> [ASSIGNED TASK] Searching the material below, find each line that includes the word "metal", and copy it.

--- START ---

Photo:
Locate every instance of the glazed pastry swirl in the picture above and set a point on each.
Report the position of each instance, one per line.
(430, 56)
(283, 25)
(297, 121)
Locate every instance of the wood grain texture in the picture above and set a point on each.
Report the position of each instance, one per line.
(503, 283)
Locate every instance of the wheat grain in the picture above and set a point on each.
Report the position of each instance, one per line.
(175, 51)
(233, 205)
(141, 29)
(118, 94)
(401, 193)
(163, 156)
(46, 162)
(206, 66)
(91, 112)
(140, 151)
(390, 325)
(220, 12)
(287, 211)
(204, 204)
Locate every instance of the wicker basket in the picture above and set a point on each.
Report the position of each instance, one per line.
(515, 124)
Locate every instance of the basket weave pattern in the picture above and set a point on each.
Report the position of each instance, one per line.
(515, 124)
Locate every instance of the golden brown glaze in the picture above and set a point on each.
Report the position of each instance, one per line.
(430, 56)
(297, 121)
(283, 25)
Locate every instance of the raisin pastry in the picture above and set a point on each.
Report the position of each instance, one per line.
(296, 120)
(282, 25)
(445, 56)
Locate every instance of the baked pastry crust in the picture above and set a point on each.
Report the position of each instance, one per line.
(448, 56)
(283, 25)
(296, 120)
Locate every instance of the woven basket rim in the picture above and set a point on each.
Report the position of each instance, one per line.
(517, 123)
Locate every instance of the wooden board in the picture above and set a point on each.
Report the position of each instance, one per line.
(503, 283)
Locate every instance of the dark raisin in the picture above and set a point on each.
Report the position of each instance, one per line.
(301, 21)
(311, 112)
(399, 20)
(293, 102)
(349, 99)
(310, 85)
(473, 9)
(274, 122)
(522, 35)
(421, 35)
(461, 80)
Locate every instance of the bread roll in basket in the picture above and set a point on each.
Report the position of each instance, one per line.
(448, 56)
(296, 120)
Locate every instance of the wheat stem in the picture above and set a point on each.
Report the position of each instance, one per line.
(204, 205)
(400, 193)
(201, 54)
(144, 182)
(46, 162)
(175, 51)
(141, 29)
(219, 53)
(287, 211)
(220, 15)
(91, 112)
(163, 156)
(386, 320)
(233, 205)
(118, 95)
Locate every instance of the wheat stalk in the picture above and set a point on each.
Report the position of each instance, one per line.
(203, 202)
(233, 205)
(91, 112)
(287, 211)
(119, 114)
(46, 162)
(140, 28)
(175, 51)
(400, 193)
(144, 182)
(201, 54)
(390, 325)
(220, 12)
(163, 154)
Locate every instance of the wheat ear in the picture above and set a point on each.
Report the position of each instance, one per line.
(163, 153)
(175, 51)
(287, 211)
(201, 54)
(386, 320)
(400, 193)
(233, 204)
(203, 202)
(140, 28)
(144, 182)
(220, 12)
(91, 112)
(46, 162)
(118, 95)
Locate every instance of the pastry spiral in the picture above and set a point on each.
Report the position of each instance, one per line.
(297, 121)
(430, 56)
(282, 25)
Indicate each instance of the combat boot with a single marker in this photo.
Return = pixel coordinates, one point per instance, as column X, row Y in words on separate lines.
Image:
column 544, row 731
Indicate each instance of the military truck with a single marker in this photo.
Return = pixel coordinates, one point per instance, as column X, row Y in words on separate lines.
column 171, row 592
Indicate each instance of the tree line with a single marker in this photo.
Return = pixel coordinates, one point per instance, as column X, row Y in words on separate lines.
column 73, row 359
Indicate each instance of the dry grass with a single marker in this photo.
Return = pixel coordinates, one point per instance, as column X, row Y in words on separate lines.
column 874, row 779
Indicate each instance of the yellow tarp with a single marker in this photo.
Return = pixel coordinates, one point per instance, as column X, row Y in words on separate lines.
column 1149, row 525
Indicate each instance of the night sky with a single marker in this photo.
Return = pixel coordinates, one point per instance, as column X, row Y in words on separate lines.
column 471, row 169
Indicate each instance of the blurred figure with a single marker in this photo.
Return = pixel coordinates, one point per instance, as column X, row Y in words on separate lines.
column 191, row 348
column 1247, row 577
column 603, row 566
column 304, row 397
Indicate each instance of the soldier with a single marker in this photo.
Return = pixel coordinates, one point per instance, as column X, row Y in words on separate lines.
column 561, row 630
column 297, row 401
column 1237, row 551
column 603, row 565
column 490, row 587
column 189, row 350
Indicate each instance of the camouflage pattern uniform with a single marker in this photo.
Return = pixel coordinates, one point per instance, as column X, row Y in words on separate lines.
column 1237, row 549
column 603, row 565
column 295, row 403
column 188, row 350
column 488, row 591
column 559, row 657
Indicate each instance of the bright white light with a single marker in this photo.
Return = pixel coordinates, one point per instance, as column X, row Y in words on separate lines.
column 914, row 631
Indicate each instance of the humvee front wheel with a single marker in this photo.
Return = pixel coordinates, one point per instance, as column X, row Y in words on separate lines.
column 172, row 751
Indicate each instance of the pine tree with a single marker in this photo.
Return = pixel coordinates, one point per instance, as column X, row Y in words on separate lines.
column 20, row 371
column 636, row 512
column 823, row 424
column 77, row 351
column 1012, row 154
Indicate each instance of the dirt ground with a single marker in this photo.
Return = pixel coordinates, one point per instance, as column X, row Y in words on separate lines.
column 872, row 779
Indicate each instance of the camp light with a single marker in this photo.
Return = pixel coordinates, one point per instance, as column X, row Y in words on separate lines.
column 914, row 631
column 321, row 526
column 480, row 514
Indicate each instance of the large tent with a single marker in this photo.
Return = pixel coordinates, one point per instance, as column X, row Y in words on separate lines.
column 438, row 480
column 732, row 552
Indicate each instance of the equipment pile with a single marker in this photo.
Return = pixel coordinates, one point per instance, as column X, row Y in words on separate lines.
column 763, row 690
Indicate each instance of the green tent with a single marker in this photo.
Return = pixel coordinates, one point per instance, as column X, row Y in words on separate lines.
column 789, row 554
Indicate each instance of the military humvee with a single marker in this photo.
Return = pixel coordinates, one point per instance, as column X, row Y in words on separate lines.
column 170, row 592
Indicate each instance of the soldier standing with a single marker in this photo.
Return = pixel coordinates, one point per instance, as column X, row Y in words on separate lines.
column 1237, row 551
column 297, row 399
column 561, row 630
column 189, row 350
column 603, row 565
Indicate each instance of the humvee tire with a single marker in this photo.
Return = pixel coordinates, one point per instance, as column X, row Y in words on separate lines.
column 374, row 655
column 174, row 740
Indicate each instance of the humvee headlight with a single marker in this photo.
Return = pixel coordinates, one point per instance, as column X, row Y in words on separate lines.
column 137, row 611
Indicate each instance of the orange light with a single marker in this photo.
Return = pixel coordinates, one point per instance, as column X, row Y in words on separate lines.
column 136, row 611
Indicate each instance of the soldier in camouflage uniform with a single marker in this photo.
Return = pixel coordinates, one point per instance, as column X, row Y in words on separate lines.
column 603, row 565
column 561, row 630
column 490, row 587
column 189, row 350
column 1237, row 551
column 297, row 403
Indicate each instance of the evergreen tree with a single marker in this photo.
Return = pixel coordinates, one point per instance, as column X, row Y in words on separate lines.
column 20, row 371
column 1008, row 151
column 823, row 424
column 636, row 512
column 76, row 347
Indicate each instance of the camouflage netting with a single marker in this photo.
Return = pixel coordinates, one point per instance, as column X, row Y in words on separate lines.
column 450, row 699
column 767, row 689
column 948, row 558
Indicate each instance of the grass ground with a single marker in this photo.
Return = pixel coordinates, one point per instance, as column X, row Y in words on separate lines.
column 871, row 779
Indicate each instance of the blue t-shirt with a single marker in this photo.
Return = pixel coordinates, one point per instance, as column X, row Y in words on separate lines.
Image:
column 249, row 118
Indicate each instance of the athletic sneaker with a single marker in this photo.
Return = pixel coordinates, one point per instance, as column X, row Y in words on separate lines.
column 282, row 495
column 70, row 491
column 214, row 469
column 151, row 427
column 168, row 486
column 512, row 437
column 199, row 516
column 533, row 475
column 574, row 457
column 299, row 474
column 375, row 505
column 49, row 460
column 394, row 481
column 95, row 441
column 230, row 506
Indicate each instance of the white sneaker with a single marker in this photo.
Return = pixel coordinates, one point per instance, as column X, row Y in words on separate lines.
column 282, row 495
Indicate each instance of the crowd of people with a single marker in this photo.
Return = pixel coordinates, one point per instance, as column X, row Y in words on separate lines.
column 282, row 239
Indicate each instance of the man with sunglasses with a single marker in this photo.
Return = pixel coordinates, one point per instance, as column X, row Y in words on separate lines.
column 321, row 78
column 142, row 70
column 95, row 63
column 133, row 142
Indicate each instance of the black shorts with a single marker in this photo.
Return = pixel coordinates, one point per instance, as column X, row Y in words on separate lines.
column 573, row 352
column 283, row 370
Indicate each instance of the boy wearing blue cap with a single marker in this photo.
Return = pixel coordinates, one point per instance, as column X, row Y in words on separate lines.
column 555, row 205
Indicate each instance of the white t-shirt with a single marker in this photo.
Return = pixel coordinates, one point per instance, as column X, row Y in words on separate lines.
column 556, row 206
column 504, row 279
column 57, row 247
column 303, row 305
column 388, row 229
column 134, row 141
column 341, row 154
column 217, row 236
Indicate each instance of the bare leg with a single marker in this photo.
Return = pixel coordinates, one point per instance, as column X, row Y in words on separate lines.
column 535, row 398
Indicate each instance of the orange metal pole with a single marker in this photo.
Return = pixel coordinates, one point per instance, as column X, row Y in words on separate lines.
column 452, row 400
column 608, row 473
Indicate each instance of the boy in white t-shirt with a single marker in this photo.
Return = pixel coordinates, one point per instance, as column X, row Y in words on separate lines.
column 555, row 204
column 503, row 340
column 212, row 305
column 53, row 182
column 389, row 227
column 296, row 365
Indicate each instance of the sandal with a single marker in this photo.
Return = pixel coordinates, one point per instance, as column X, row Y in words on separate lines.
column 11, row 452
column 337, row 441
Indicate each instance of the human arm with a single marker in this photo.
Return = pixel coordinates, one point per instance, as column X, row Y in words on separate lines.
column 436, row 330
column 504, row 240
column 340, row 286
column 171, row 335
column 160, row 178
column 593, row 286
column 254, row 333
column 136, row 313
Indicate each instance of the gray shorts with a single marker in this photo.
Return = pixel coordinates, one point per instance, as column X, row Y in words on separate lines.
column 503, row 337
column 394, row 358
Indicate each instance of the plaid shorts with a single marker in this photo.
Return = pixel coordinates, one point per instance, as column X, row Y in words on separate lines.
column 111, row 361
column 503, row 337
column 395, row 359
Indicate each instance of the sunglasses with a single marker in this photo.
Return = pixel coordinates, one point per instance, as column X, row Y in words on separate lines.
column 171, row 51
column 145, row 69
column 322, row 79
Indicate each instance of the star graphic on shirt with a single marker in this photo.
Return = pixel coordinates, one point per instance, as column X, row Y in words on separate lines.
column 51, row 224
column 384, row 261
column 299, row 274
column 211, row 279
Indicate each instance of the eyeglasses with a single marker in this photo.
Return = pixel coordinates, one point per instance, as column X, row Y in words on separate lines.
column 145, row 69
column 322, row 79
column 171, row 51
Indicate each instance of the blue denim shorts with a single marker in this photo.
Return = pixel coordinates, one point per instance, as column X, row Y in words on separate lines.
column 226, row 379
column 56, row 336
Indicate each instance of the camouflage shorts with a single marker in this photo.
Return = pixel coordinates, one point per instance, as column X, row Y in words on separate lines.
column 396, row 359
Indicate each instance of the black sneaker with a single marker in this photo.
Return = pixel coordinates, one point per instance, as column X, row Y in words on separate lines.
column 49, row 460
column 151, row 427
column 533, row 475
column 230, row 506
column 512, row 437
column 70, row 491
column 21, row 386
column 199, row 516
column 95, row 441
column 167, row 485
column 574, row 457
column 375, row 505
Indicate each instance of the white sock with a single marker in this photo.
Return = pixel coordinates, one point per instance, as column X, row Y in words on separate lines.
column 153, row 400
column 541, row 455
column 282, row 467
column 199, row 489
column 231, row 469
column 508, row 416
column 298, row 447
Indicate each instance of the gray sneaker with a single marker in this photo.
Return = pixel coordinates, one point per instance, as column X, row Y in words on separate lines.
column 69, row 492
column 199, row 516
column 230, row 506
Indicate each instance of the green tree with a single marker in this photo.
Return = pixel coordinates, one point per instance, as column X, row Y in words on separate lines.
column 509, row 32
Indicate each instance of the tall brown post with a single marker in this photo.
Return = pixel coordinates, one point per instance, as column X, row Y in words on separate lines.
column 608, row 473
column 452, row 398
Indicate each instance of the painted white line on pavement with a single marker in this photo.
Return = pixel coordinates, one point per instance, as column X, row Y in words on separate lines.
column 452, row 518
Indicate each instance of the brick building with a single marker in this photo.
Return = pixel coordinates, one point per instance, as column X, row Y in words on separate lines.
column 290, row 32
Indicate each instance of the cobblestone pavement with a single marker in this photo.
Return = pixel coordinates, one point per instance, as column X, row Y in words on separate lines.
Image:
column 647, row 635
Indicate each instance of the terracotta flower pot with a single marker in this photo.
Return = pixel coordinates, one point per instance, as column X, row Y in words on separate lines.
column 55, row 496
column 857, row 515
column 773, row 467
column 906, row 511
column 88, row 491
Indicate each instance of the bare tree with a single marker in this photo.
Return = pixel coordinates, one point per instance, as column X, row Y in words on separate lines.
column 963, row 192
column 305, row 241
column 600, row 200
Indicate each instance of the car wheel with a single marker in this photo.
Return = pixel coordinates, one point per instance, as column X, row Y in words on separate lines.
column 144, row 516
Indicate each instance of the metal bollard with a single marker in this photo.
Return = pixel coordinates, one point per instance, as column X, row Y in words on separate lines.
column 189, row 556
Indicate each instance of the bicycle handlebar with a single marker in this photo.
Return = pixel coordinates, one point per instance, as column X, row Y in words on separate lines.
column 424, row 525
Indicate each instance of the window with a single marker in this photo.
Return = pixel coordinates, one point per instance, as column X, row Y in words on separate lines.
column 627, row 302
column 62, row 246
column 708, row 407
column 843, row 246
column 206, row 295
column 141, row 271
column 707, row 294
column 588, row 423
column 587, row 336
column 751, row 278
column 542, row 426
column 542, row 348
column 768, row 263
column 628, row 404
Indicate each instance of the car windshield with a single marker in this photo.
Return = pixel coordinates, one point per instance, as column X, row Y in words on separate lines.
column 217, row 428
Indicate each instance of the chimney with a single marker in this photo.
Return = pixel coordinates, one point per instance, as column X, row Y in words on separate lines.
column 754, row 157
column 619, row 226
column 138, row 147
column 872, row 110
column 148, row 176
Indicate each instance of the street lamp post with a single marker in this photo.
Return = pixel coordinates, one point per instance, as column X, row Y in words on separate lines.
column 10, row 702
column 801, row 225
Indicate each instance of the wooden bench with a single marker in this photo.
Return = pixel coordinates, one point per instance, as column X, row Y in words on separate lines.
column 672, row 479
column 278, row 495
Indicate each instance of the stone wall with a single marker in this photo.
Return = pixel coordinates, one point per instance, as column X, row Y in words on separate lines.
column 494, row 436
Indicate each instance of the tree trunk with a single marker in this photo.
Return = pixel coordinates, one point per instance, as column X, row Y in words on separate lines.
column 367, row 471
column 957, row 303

--- END ---

> [RESULT OF THE EXERCISE]
Indicate each instance of the orange metal pole with a single marker in this photo.
Indicate each instance of the metal bollard with a single marker in this photo.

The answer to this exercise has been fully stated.